_Short task 1_: Rewrite the entries with "shorts" replaced by "trunks", keeping everything else the same.

_Text segment_:
# # # #
THE NEW YORK TIMES
Published: January 27, 2008
WASHINGTON — A disabled American spy satellite is rapidly descending and is likely to plunge to Earth by late February or early March, posing a potential danger from its debris, officials said Saturday.
Officials said that they had no control over the nonfunctioning satellite and that it was unknown where the debris might land. “Appropriate government agencies are monitoring the situation,” Gordon Johndroe, a spokesman for the National Security Council, said in a statement. “Numerous satellites over the years have come out of orbit and fallen harmlessly. We are looking at potential options to mitigate any possible damage this satellite may cause.”
Specialists who follow spy satellite operations suspect it is an experimental imagery satellite built by Lockheed Martin and launched from Vandenberg Air Force Base in California in December 2006 aboard a Delta II rocket. Shortly after the satellite reached orbit, ground controllers lost the ability to control it and were never able to regain communication. “It’s not necessarily dead, but deaf,” said Jonathan McDowell, an astronomer at the Harvard-Smithsonian Center for Astrophysics and an analyst for various government space programs. It is fairly common for satellites to drop out of orbit and enter Earth’s atmosphere, but most break up before they reach the surface, Mr. McDowell said. Such incidents occur every few months, and it is often difficult to control the satellite’s trajectory or its re-entry into the atmosphere. The debris, if any survives the fiery descent, typically lands in remote areas and causes little or no harm. “For the most part,” Mr. McDowell said, “re-entering space hardware isn’t a threat because so much of the Earth is empty. But one could say we’ve been lucky so far.”
# # # #
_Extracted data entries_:
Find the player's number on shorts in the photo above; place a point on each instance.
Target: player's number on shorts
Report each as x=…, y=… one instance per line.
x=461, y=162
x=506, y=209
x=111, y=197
# # # #
_Short task 2_: Write out the passage from the satellite article starting with "THE NEW YORK" and going on through "officials said Saturday.".

_Written solution 1_:
Find the player's number on trunks in the photo above; place a point on each instance.
Target: player's number on trunks
Report each as x=…, y=… one instance per line.
x=461, y=162
x=506, y=209
x=111, y=197

_Written solution 2_:
THE NEW YORK TIMES
Published: January 27, 2008
WASHINGTON — A disabled American spy satellite is rapidly descending and is likely to plunge to Earth by late February or early March, posing a potential danger from its debris, officials said Saturday.